• _Given task A_
Copy the stretch of the tribunal determination from "SECRETARY OF STATE" through "represented the Respondent.".
• _Given task B_
Continue the tribunal determination on the Nigerian appellant's human rights appeal from where it stops.

• _Quoted passage_
"""

The decision

Heard at Field House
On 16 October 2003
Written 16 October 2003 _A (Article 8 - Family Life - Proportionality - Mahamood) Nigeria [2003] UKIAT 00120

IMMIGRATION APPEAL TRIBUNAL

Date Determination Notified

30th October 2003

Before

Mr S L Batiste (Chairman)
Mr J A O’Brien Quinn QC



Appellant

and

SECRETARY OF STATE FOR THE HOME DEPARTMENT

Respondent


DETERMINATION AND REASONS

1. The Appellant, a citizen of Nigeria, appeals, with leave, on human rights grounds against the determination of an Adjudicator, Mr J P Cameron, dismissing his appeal against the decision of the Respondent on 13 May 2002 to refuse leave to remain as a foreign spouse.

2. Mr S Joseph represented the Appellant. Mr P Deller, a Home Office Presenting Officer, represented the Respondent.

3. The Appellant entered the UK illegally on 14 November 1993 using a passport to which he was not entitled. He applied for asylum on 3 November 1994. His application was refused in March 1997. His appeal to an Adjudicator was heard later that year and dismissed on the basis that his claim lacked any credibility. The appeal was certified and accordingly there was no further right of appeal to the Tribunal.

"""

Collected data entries
"""

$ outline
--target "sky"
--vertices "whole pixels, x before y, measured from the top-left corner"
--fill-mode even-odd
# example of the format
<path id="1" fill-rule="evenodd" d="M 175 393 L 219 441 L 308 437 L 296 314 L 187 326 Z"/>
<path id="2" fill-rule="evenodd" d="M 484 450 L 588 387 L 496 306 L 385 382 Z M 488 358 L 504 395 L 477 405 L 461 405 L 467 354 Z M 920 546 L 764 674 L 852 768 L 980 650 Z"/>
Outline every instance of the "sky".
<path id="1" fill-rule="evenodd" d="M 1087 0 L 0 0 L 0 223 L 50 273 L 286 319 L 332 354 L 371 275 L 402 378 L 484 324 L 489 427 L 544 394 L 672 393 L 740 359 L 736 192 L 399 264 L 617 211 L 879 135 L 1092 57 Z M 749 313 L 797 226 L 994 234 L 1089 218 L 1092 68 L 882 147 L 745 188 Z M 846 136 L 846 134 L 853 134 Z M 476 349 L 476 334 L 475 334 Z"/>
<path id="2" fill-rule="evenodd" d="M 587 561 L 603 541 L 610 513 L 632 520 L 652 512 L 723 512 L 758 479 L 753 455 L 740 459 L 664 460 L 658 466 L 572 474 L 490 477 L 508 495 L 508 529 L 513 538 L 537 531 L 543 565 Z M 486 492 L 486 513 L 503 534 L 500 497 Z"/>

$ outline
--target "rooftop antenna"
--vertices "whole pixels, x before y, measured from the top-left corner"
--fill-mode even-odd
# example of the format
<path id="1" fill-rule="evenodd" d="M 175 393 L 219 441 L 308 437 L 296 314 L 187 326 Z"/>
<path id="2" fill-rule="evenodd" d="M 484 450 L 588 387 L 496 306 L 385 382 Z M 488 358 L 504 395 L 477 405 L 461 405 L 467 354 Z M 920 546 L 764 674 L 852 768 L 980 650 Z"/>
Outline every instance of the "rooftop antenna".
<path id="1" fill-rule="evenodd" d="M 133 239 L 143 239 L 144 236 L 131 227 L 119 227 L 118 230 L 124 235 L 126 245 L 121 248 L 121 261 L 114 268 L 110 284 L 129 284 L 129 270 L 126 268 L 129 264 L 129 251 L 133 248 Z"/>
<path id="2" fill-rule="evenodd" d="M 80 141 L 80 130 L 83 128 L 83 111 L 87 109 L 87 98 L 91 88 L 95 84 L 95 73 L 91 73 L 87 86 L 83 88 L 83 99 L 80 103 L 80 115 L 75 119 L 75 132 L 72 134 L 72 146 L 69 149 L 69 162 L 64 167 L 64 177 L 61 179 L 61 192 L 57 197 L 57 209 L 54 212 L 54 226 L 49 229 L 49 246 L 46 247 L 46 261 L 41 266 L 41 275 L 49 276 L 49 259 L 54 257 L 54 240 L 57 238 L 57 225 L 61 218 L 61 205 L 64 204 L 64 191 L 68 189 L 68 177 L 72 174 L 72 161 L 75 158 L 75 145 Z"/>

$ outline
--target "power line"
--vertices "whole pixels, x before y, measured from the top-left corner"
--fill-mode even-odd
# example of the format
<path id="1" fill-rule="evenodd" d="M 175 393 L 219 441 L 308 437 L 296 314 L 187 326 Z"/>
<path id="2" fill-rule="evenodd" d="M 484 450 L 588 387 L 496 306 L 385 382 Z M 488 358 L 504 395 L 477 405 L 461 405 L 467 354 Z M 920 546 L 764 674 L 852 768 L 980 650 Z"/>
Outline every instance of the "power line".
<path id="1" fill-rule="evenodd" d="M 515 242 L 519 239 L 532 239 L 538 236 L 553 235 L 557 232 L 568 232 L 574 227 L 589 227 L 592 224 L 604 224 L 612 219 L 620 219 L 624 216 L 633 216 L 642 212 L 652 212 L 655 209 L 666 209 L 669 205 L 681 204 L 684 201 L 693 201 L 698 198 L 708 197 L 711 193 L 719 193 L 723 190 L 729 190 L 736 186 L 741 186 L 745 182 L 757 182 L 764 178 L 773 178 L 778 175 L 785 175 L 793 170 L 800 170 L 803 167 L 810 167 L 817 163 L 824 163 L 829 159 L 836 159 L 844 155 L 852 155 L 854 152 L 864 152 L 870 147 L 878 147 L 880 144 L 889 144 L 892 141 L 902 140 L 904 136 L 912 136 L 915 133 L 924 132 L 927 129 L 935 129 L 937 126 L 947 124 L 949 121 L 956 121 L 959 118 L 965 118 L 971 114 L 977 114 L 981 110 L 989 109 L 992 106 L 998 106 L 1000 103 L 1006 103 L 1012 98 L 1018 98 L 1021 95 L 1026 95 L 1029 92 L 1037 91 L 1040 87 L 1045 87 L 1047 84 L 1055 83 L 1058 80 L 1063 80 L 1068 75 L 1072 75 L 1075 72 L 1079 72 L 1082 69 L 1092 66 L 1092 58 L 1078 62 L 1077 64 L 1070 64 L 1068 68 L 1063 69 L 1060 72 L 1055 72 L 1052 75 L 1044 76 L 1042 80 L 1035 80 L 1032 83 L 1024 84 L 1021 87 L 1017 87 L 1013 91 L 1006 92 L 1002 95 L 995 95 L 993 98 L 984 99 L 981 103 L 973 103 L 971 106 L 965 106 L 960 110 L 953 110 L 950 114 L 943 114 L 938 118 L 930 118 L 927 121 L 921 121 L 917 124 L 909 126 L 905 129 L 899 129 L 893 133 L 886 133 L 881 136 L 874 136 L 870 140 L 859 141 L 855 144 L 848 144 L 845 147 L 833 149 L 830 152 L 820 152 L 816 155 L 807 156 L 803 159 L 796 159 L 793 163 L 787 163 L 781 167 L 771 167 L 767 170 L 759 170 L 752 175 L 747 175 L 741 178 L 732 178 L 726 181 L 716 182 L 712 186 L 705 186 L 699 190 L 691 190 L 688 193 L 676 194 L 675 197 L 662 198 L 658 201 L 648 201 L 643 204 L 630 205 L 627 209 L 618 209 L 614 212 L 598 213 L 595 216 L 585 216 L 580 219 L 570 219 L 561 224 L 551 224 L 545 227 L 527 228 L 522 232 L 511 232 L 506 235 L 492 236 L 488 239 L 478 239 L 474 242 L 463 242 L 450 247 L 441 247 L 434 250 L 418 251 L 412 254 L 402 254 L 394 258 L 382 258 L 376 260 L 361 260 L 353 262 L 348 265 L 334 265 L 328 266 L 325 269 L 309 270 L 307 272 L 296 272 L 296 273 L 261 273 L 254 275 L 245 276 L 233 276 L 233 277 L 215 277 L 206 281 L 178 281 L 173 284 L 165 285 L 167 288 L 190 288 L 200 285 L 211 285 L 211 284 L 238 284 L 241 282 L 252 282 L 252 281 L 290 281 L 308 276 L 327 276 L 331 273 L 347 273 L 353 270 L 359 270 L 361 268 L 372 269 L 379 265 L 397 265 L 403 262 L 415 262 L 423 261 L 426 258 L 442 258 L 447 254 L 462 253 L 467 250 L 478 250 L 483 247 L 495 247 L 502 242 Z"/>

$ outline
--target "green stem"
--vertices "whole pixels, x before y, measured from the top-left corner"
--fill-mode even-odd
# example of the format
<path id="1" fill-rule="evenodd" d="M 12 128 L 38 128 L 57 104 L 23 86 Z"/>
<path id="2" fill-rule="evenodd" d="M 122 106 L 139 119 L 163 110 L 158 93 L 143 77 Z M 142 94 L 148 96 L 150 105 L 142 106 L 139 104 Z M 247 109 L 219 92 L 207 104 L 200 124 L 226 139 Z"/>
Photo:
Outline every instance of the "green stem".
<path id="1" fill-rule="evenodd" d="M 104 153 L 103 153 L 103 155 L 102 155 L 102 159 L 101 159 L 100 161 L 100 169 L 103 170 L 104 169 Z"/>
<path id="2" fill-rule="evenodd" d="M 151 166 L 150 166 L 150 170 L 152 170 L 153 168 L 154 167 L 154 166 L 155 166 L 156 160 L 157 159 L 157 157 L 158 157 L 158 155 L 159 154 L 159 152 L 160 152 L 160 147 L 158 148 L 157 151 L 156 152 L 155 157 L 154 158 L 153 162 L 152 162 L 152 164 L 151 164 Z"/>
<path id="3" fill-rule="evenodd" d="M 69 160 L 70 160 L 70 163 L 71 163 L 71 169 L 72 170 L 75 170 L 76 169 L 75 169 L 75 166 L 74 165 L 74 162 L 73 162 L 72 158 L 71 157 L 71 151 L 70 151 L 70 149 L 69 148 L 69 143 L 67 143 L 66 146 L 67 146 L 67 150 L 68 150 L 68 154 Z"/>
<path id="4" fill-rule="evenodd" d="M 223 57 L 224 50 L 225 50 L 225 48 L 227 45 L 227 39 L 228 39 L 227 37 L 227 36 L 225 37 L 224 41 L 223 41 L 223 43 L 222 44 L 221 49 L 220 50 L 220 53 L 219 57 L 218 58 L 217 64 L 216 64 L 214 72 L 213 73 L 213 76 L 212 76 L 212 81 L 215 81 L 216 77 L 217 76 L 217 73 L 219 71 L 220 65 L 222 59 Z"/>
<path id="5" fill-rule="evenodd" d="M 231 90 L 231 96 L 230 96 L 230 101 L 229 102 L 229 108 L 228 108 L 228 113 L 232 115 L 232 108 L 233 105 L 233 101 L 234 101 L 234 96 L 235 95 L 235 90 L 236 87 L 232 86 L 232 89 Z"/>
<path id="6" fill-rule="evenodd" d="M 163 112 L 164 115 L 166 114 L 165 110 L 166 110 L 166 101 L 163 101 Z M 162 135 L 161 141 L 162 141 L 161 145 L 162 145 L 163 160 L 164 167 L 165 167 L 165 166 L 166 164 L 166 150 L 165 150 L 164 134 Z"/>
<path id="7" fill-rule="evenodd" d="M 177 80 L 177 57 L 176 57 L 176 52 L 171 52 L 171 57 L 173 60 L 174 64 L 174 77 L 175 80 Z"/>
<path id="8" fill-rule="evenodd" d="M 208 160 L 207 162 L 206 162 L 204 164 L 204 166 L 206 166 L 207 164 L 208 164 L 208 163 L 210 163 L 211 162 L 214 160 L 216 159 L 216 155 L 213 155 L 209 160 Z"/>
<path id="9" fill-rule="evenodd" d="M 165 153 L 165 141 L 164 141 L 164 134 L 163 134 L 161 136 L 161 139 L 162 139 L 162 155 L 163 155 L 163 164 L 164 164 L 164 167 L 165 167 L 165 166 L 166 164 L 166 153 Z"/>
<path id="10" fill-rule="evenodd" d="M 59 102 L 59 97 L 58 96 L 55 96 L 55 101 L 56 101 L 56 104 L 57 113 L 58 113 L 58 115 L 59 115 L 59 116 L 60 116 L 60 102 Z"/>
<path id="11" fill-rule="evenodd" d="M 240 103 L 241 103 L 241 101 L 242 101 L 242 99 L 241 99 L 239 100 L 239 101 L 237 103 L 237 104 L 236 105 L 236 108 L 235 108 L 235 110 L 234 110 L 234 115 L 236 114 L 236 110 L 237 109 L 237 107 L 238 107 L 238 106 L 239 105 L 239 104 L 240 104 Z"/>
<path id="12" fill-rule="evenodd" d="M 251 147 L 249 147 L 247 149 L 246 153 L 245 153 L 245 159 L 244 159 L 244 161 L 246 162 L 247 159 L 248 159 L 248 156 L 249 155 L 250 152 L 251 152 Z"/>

"""

• _Expected output A_
SECRETARY OF STATE FOR THE HOME DEPARTMENT

Respondent


DETERMINATION AND REASONS

1. The Appellant, a citizen of Nigeria, appeals, with leave, on human rights grounds against the determination of an Adjudicator, Mr J P Cameron, dismissing his appeal against the decision of the Respondent on 13 May 2002 to refuse leave to remain as a foreign spouse.

2. Mr S Joseph represented the Appellant. Mr P Deller, a Home Office Presenting Officer, represented the Respondent.

• _Expected output B_
4. In the meantime, in 1995 he had begun a relationship with Ms O. Their first child was born on 15 July 1996. They were married on 6 August 1997, when his wife obtained a decree absolute in relation to her first marriage. A second child was born on 22 March 1998, and a third child was born on 15 April 1999. He made an application for leave to remain as a foreign spouse in October 1997 and this was refused by the Respondent, as described above, on 13 May 2002. Another Adjudicator heard the Appellant's appeal on human rights grounds against this decision on 8 January 2003. In that determination, with regard to Article 8, the Adjudicator dismissed the appeal on the basis that there was no reason why the Appellant could not return to Nigeria and make an application from there for leave to enter as spouse in the normal way under the Immigration Rules. Permission to appeal to the Tribunal was granted on 18 March 2003. On 19 September 2003, the Appellant made a new application to the Respondent for indefinite leave to remain on the basis of a published concession, namely that he had been in the UK for more than seven years with children attending school. No decision has been reached in relation to this last application.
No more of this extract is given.